____ Raw data

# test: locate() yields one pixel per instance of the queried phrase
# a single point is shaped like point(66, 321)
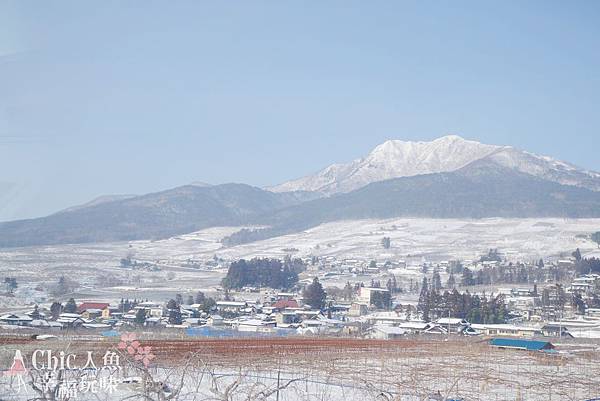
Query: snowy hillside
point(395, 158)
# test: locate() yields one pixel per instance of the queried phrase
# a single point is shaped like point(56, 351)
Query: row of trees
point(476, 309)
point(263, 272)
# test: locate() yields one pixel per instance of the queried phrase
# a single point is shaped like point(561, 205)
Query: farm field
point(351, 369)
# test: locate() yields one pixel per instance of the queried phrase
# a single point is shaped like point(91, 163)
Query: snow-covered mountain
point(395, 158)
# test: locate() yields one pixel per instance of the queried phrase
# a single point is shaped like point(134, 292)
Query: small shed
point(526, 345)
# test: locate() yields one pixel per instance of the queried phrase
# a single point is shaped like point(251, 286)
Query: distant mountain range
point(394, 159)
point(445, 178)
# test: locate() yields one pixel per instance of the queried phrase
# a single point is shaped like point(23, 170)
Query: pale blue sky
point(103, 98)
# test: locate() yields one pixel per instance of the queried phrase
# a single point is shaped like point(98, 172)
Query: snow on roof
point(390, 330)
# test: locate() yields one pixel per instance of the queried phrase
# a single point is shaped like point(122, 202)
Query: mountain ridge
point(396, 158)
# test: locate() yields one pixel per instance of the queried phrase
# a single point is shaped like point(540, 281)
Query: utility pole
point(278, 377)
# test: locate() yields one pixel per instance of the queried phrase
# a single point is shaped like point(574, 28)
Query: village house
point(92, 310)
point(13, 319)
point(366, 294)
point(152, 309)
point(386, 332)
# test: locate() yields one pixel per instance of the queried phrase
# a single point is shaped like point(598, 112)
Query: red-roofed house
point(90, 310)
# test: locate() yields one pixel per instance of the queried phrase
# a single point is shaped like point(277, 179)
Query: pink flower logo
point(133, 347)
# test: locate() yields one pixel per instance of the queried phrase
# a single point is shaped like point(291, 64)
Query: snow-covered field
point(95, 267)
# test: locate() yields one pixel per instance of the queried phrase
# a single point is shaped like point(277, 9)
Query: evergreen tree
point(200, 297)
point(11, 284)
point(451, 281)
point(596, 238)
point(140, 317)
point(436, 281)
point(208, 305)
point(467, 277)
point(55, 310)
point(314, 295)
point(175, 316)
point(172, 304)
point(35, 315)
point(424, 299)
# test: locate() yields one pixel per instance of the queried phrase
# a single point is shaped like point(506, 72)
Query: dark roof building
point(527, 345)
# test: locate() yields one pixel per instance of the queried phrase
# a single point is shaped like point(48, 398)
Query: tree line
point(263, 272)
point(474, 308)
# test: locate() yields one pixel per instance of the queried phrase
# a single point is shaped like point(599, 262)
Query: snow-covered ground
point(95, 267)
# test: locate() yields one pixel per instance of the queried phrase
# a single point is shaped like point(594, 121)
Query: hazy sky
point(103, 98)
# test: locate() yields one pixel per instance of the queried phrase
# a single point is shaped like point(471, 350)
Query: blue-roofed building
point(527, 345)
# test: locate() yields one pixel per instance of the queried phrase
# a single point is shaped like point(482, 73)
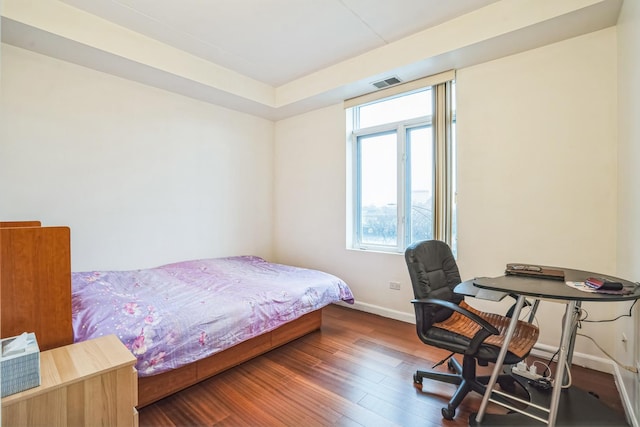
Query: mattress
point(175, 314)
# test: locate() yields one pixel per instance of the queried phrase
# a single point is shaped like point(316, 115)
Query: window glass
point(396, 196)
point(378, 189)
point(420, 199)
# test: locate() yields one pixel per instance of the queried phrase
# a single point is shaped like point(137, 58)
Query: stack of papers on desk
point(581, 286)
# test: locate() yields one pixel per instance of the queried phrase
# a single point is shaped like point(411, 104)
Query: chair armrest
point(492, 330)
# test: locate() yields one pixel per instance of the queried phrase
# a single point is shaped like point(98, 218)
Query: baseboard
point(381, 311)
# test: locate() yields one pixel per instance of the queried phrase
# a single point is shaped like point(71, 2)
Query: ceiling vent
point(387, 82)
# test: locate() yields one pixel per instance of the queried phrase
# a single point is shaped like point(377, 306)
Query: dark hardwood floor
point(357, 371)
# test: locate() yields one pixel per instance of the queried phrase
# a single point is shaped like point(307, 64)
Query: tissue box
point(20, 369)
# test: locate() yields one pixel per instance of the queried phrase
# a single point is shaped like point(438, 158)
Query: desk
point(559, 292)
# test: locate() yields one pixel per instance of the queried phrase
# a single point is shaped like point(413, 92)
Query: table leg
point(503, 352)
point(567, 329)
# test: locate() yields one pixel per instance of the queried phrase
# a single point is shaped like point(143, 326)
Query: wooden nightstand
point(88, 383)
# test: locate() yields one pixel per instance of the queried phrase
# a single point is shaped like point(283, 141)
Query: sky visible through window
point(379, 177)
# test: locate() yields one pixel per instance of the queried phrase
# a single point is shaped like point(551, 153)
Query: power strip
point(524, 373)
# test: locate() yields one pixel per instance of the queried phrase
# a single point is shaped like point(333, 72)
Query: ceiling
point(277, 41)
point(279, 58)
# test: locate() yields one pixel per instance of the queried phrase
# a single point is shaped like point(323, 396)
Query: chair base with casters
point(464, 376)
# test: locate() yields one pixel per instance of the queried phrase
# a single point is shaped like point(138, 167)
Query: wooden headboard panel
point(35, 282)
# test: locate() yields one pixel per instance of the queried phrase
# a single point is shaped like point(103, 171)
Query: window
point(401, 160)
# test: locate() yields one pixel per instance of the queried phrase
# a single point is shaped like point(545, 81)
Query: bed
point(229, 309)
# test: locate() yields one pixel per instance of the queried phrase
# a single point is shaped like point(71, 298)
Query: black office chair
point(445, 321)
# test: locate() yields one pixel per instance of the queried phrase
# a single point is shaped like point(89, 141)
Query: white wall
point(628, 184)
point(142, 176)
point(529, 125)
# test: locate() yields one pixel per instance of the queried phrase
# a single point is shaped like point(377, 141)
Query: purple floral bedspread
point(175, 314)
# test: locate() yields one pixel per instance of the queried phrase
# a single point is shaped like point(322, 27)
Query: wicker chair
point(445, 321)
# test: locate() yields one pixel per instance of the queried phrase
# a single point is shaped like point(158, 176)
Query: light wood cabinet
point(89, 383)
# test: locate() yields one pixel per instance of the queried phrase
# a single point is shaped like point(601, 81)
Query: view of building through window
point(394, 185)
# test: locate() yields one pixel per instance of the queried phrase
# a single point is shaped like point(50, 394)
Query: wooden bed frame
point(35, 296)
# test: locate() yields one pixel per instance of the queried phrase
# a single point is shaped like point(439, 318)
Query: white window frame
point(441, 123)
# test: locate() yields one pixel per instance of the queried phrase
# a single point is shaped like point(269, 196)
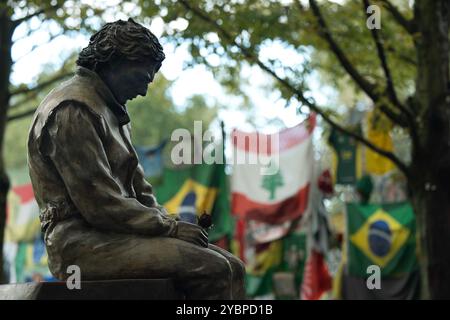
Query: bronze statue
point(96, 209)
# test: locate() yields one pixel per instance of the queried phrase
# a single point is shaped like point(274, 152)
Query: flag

________

Task: Update the items starting at the first one and ending at the line containing "point(445, 178)", replacing every "Query" with "Label" and changing nothing else. Leave the pictures out of your output.

Output for this exercise:
# test: locate() yields one pixel per instance of the queried phrase
# a single point is shaped like point(66, 321)
Label: snowy hillside
point(395, 158)
# test: locate() yields one pixel per instance of the queried phrase
# a single point is shaped like point(56, 351)
Label: row of trees
point(476, 309)
point(263, 272)
# test: locate() yields one pixel per instance of the queried phrase
# a single point is shaped like point(561, 205)
Label: farm field
point(351, 369)
# test: locate() yields one pixel per instance of the queried phrase
# a single point is shaped like point(91, 163)
Label: snow-covered mountain
point(395, 158)
# test: locate() yields one pixel per instance of the queried phrase
# a single point is shaped like point(134, 292)
Label: small shed
point(526, 345)
# test: locate() yields one pixel per instance of the queried phrase
# a single point is shaped like point(251, 286)
Label: distant mountain range
point(394, 159)
point(445, 178)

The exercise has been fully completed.